__WHAT IS EXPECTED__
Render the part of the listing below that opens with the line containing "Can you see the honey" and runs through the end of the listing as a numbered list, including both the first and last lines and leaving out any blank lines.

######

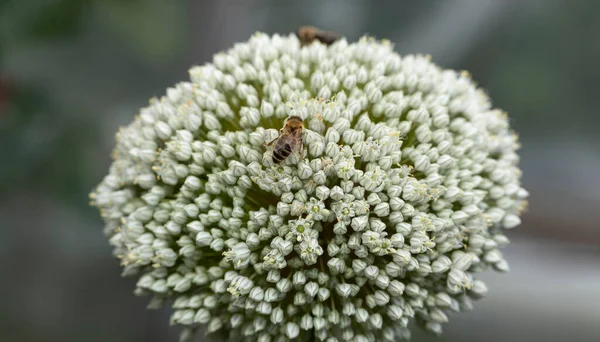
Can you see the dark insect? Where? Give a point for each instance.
(308, 34)
(289, 139)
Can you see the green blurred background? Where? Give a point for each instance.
(73, 71)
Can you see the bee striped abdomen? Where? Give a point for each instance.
(279, 154)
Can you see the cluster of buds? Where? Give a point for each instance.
(405, 182)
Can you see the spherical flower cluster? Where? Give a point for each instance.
(405, 182)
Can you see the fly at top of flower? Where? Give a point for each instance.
(402, 186)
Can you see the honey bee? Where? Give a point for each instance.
(289, 139)
(308, 34)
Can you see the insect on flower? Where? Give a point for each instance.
(308, 34)
(289, 139)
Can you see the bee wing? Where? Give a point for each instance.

######

__PROBLEM SOLUTION__
1. Can you see the honey bee? Where? Give a point for each instance.
2. (289, 139)
3. (308, 34)
4. Can you see the insect on flower? Where? Give a point for each instance.
5. (308, 34)
6. (289, 139)
7. Can you see the bee wing? Where? Give a point for each instance.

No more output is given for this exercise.